GIVEN TASK:
Only the lines from the one containing "Kindly outline every instance of the snow-covered" to the end of the entries should be written out, each exactly as it stands, both ends included.

ROWS:
━━━━━━
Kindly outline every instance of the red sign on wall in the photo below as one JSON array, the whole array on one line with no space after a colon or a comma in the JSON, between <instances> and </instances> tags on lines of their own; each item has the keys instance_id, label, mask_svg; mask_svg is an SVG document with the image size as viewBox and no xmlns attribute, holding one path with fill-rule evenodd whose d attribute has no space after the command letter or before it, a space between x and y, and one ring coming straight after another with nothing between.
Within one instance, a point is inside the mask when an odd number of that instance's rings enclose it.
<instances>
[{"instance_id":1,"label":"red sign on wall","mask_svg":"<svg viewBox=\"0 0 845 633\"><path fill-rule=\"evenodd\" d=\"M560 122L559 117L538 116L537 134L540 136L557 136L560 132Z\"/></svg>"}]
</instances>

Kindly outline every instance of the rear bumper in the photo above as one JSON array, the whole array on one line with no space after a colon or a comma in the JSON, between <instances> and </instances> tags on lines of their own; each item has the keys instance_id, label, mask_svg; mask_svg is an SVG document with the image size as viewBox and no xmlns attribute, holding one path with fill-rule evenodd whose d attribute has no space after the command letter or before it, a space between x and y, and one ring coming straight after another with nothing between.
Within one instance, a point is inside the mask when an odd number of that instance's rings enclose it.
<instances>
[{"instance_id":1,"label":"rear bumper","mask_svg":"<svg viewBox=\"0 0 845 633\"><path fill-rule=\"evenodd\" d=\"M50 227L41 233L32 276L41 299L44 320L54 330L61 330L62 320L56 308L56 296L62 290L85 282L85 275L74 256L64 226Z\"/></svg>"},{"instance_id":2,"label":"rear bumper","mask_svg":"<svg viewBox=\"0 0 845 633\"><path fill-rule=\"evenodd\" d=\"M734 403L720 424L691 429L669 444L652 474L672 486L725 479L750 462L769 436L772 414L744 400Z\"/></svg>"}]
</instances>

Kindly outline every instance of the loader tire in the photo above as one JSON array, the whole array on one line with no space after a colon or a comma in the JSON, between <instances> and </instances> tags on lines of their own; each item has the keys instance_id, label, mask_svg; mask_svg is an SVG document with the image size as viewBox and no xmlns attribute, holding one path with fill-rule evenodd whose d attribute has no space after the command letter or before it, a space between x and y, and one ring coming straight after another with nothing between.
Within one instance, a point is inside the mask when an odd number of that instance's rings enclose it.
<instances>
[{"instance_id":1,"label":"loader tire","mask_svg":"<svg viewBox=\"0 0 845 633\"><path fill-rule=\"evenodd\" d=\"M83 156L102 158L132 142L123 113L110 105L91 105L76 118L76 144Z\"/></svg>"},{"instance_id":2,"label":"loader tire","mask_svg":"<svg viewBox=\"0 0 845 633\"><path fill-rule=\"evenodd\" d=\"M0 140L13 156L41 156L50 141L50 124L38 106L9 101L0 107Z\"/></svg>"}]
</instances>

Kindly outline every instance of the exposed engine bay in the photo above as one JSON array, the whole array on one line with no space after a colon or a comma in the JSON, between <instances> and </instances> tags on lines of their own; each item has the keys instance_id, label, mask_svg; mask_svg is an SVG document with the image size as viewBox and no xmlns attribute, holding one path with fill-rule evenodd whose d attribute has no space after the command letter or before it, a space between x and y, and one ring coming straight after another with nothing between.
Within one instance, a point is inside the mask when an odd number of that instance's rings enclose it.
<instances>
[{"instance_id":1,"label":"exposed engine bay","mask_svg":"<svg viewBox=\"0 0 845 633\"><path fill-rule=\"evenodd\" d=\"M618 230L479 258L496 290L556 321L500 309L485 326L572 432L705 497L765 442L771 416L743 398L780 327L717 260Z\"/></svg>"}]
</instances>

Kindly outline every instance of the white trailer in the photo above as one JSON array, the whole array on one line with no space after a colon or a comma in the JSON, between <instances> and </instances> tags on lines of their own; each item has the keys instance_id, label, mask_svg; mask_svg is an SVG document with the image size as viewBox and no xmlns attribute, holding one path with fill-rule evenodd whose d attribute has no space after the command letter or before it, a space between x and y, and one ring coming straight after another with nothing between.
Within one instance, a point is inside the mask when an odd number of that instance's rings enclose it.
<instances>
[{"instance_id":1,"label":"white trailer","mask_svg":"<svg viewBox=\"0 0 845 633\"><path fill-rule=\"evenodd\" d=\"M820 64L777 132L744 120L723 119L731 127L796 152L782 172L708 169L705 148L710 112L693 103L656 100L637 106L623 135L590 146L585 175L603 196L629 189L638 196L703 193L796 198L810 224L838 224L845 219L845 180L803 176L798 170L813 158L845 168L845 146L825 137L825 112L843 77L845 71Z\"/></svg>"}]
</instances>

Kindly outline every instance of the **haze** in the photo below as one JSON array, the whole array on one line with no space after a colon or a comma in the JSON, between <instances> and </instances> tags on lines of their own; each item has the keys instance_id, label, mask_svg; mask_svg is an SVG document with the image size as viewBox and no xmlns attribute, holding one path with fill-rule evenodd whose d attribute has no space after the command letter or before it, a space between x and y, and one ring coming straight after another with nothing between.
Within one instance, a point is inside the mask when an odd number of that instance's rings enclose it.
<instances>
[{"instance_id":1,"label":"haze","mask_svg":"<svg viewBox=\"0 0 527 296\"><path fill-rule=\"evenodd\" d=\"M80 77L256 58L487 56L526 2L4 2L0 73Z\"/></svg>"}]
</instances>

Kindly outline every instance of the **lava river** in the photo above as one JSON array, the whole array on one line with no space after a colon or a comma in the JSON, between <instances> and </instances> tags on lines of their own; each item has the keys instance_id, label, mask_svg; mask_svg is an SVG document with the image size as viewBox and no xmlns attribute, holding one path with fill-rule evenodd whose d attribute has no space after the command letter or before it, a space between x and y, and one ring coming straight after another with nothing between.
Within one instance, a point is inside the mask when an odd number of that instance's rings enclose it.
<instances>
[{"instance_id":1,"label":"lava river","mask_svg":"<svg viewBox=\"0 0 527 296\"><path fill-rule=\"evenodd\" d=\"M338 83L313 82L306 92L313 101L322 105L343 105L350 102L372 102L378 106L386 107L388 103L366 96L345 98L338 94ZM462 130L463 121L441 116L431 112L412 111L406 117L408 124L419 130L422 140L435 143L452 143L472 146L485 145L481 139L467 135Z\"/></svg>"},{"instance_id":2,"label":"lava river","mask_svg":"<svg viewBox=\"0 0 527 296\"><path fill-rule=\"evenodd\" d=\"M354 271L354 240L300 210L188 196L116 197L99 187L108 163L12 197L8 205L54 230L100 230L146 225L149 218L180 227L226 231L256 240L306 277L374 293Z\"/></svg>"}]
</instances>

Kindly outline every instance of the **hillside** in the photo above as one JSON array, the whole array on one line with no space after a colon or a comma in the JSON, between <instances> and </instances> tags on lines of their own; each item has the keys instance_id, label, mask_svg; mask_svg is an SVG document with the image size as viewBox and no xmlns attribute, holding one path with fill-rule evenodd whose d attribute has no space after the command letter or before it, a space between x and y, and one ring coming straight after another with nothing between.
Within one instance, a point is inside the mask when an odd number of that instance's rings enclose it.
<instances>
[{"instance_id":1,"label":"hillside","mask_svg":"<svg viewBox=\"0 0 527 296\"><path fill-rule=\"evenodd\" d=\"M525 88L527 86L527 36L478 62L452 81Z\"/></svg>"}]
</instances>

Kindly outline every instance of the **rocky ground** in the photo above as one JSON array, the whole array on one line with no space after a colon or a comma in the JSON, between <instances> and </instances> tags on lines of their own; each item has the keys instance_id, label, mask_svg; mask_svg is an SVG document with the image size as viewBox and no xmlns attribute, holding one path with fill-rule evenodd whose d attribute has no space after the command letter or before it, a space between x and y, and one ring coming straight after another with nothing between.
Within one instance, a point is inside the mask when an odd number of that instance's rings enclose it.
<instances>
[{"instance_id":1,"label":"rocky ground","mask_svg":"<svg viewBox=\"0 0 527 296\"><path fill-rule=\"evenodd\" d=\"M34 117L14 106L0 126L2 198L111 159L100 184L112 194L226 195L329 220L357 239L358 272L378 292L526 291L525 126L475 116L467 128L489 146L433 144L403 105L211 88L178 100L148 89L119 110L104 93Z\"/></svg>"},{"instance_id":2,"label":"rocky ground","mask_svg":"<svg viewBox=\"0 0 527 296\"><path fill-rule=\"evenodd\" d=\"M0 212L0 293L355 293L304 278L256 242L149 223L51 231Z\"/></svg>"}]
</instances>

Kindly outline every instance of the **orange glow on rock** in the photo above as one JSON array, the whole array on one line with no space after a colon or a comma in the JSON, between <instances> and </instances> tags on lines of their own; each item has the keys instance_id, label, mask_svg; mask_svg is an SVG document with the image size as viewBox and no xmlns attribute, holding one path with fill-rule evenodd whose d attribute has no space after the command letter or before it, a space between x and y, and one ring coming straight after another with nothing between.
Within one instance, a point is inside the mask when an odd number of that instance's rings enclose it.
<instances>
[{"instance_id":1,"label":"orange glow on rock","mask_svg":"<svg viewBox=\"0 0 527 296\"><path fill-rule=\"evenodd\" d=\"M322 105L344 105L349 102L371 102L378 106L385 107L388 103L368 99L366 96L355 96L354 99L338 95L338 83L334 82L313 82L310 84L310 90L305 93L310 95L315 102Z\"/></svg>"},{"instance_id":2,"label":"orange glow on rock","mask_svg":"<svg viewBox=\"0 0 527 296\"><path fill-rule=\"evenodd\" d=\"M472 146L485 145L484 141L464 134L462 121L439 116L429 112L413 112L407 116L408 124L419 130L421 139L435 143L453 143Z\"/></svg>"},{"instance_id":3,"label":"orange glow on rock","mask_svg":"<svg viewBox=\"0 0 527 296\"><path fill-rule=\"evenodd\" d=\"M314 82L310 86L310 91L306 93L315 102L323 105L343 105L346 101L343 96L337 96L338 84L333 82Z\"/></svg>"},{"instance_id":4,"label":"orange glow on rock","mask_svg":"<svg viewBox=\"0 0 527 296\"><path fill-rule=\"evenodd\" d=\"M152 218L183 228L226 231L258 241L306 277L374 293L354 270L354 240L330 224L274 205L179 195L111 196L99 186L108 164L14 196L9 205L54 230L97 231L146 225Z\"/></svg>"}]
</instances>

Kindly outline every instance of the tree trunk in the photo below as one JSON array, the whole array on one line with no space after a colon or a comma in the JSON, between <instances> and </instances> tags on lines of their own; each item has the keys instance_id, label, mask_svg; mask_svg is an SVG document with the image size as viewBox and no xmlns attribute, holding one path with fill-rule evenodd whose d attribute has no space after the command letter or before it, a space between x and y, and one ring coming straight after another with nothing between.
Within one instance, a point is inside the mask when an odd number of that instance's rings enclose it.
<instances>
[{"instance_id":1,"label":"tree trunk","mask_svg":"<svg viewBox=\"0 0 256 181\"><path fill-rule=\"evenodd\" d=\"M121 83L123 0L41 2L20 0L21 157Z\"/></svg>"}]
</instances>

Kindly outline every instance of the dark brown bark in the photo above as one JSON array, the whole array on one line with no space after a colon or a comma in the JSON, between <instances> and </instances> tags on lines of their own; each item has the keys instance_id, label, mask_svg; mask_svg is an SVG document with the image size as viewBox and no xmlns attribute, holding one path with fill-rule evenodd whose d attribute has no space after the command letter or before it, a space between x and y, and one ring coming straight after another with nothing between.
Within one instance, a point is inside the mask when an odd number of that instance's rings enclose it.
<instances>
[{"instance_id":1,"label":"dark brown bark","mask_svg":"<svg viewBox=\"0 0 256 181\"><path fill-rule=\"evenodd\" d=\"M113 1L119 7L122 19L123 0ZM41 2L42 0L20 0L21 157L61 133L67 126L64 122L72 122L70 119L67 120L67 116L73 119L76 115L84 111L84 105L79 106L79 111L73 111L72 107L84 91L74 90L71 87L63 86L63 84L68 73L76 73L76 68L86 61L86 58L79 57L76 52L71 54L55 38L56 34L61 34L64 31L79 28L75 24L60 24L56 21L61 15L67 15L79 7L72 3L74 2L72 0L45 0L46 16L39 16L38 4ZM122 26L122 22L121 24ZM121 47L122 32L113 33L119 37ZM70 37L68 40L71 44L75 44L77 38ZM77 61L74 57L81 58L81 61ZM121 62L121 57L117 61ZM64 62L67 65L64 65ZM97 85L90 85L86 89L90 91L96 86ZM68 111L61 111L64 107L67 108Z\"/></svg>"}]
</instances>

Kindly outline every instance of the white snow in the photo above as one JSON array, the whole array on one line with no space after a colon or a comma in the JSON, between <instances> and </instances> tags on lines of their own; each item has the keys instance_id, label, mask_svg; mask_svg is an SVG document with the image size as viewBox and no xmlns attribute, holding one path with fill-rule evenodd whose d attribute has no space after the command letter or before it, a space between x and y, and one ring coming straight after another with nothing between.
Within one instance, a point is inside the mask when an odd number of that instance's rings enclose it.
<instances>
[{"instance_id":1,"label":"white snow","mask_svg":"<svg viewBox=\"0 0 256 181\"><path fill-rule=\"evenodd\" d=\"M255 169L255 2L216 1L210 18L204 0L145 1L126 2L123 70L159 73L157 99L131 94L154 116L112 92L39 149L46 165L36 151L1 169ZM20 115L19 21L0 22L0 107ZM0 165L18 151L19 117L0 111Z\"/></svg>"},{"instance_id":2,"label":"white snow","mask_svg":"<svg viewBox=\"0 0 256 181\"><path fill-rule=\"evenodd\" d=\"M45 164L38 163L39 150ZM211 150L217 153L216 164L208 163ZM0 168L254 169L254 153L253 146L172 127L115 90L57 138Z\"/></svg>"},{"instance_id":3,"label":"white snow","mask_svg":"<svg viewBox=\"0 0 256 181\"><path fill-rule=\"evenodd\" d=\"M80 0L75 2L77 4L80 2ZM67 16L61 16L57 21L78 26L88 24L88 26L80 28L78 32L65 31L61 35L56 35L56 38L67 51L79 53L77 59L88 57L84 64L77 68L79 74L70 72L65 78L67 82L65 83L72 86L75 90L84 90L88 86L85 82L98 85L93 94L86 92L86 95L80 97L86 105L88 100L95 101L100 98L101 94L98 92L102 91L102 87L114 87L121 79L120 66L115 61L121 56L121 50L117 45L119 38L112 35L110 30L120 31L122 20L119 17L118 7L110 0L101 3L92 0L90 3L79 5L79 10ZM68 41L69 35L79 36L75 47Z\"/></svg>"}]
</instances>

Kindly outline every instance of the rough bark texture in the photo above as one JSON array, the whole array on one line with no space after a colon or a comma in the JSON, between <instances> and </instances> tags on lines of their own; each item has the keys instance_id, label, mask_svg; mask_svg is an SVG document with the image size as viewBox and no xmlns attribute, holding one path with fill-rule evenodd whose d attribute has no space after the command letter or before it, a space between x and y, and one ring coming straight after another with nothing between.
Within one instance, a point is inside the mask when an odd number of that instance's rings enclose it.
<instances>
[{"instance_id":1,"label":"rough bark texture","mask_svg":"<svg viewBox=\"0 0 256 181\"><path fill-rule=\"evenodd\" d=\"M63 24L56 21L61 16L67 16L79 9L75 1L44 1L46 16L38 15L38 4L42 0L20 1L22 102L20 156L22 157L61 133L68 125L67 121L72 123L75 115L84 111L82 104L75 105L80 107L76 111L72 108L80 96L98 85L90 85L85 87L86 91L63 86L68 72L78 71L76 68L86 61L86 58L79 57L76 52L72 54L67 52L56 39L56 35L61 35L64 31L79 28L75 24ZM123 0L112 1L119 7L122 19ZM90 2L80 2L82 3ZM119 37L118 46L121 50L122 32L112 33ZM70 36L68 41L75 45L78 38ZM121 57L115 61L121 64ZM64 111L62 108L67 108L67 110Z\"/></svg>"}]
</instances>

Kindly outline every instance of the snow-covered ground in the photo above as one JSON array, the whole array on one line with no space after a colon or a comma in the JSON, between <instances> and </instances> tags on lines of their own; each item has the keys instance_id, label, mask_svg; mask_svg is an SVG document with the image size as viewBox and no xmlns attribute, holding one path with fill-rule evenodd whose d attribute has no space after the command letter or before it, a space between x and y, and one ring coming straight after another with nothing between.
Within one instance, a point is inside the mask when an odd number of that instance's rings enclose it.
━━━━━━
THE ANSWER:
Kindly outline every instance of the snow-covered ground in the photo above as one JSON array, the whole array on one line with no space after a colon or a comma in the JSON, between <instances> and </instances> tags on lines of their own; each item has the keys instance_id, label, mask_svg; mask_svg is an SVG document with the image size as viewBox and no xmlns attribute, holding one path with fill-rule evenodd whose d attribute has no space after the command letter or before it, a space between x and y, and one ring coming straight after another with nothing between.
Within one instance, a point is inside the mask when an odd number of that instance's rings enclose it.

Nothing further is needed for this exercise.